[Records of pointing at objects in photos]
:::

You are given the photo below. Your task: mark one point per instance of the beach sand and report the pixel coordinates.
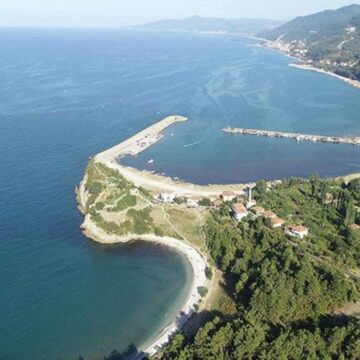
(197, 261)
(351, 82)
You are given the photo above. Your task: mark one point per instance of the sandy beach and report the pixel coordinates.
(197, 261)
(143, 140)
(353, 83)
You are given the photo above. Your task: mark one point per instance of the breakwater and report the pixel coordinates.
(349, 140)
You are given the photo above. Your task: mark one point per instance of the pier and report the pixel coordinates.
(349, 140)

:::

YOUR TASK
Starting with the line that contains "pier and report the pixel coordinates." and running through the end of the records, write those lines out again, requests included, shifting every coordinate in the answers by adding 115 to each number.

ANSWER TO THIS PROBLEM
You are given the photo above. Your task: mark one point per instance of the pier and report the pixel coordinates.
(464, 255)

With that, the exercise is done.